+++ PROVIDED RECORDS +++

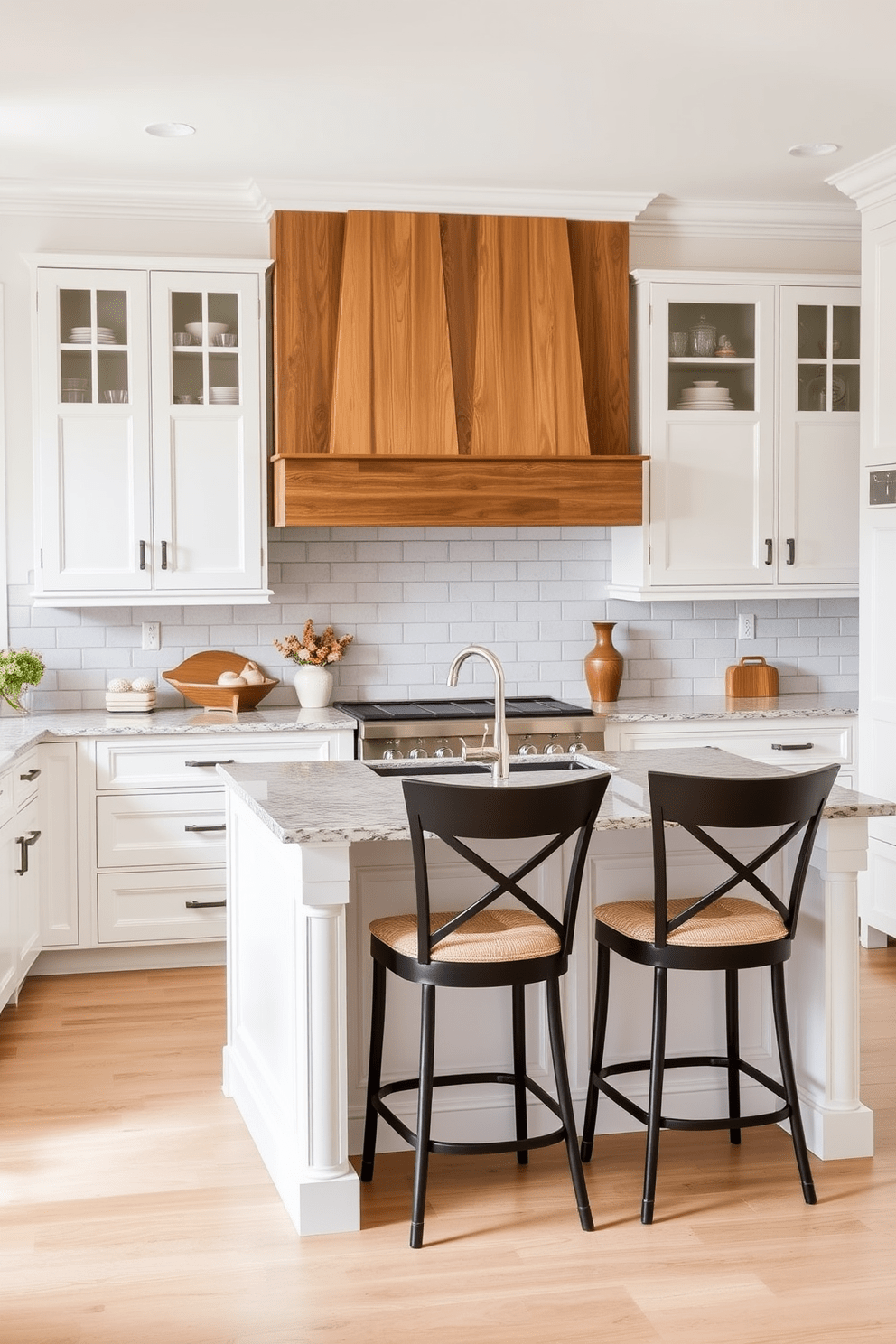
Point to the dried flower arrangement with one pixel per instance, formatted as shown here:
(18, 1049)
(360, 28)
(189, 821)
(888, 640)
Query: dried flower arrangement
(313, 649)
(18, 669)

+++

Copy every record verbatim while leaving each picture out.

Point to the dried flower arrangement with one pixel per instance, formatted as shown here:
(18, 1049)
(360, 28)
(189, 821)
(888, 640)
Query: dried flower arrangement
(313, 649)
(18, 669)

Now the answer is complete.